EXTRACT:
# Blackfacing a late 70s Deluxe Reverb



## starjag (Jan 30, 2008)

I have a late 70s Deluxe Reverb for sale in the forum. The amp was in need of maintenance recently and I asked the tech to "blackface" it.

I do not understand the technical details, but a person asked in the FS thread if the "blackfacing" work included changing the rectifier tube from the 5U4GB used in the silver face series to the GZ34 tube used in the blackface series.

Schematics...
AB763 schematic here.
Pull-Boost schematic here.

I was curious about this, so I asked the tech about it. He said that "both a silver face and blackface run the following for power supply. Blackface is a gz34, the transformer voltage is 330 volts AC, an the main B+ is 420 volts DC. A silver face uses a 5U4, the transformer is 330 Volts AC, and the main B+ is 420 volts DC. Both of these rectifier tubes are interchangeable with no true audible differences, and no changes to the filtered B+ rail."

Again, I do not understand the technical details, but I do trust this tech. Curious to hear opinions about the rectifier tube issue when "blackfacing" a silverface amp. Cheers!


----------



## nonreverb (Sep 19, 2006)

The 5U4G has the most voltage drop across it. You'll get 20 - 30 volts more B+ with a GZ34(5AR4) depending on the ac voltage at the power transformer. It also sags less than a 5U4. The amps output will be a little stiffer with the extra voltage. Since the transformers were basically the same from the Blackface to the Silverface (to mid 1970's) they're interchangeable. It's prudent to check the B+ caps whenever doing this mod on a Silverface just in case.

WRITTEN PROBLEM A: Pull out every line of the entries below that contains the word "yellow".

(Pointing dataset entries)
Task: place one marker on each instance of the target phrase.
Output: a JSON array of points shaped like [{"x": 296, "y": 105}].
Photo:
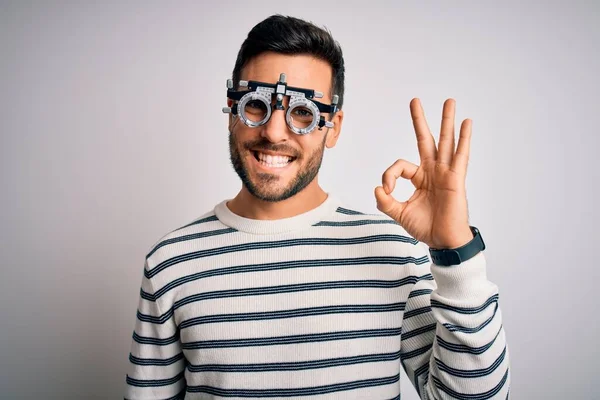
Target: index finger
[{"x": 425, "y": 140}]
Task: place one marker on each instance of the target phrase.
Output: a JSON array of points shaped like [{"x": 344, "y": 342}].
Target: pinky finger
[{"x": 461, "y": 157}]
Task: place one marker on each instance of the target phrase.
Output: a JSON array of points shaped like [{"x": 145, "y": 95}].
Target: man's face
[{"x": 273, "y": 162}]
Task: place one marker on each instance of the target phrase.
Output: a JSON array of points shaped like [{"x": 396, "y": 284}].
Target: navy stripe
==
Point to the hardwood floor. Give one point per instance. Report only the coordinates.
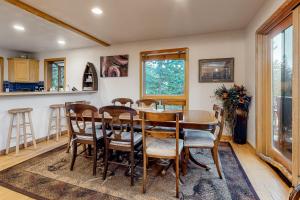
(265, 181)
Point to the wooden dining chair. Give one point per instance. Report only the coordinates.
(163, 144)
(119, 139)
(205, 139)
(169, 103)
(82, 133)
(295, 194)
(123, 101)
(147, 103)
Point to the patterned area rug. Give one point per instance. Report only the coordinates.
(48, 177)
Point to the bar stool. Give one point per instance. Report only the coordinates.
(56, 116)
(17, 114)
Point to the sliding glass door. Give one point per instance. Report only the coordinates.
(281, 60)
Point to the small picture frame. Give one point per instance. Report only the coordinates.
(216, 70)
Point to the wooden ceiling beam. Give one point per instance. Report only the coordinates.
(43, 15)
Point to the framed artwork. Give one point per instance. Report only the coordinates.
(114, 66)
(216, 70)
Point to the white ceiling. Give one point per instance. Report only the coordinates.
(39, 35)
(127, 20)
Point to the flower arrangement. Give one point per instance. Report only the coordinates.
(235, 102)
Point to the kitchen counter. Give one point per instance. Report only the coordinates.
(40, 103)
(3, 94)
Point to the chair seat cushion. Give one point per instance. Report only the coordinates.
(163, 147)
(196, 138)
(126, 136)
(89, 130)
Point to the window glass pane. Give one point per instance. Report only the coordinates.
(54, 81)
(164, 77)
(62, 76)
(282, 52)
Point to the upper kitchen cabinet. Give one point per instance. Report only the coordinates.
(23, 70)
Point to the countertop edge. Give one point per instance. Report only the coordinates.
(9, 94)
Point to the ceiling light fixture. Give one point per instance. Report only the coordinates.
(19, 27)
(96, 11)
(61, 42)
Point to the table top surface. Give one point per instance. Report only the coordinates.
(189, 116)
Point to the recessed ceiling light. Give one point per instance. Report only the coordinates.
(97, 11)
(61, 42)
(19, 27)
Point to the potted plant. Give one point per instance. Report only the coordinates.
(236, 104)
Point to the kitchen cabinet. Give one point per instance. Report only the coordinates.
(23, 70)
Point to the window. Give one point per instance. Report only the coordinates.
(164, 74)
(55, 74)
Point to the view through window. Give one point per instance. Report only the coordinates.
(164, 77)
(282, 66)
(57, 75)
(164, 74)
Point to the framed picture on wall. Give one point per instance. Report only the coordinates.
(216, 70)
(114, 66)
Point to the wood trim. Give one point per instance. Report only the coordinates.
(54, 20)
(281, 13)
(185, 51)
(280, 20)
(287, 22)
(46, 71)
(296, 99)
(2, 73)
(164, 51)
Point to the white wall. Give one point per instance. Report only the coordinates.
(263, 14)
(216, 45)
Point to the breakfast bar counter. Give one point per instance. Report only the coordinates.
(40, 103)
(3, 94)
---
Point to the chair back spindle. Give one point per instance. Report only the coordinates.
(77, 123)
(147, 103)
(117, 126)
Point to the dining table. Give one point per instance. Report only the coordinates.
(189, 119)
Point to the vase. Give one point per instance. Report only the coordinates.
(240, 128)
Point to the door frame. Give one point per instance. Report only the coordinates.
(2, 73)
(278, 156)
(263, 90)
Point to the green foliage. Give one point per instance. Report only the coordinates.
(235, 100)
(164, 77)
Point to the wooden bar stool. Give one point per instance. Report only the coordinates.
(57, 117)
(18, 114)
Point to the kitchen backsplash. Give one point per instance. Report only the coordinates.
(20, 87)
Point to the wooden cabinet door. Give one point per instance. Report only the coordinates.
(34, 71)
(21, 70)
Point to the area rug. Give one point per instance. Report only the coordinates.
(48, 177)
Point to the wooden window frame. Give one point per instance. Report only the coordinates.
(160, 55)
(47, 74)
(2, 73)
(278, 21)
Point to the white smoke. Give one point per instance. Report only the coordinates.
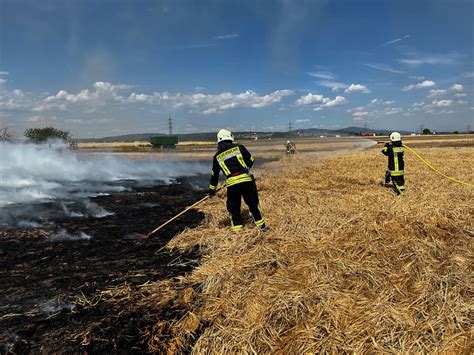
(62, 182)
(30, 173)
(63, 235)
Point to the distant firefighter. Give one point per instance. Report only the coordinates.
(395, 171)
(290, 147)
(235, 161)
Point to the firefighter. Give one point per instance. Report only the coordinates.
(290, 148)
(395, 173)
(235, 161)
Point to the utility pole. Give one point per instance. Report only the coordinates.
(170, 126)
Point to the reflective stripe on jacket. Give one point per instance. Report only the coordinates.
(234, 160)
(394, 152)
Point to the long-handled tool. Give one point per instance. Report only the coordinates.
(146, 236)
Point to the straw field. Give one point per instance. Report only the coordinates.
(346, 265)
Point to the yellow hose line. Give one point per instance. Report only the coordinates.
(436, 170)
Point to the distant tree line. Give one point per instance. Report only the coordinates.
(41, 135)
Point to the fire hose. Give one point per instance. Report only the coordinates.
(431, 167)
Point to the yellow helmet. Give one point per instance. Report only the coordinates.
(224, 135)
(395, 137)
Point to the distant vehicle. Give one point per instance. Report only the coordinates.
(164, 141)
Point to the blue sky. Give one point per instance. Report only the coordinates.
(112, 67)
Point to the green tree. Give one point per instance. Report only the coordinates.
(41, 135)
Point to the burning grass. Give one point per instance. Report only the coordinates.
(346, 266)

WRITTEN PROBLEM B: Reproduce part of the Deluxe Reverb thread above, starting at the words "## starjag (Jan" and ending after "AB763 schematic here.".

WORKED ANSWER A:
Point to the yellow hose line. Give one point per instance. Report only the coordinates.
Point to the yellow helmet. Give one point per instance. Report only the coordinates.

WORKED ANSWER B:
## starjag (Jan 30, 2008)

I have a late 70s Deluxe Reverb for sale in the forum. The amp was in need of maintenance recently and I asked the tech to "blackface" it.

I do not understand the technical details, but a person asked in the FS thread if the "blackfacing" work included changing the rectifier tube from the 5U4GB used in the silver face series to the GZ34 tube used in the blackface series.

Schematics...
AB763 schematic here.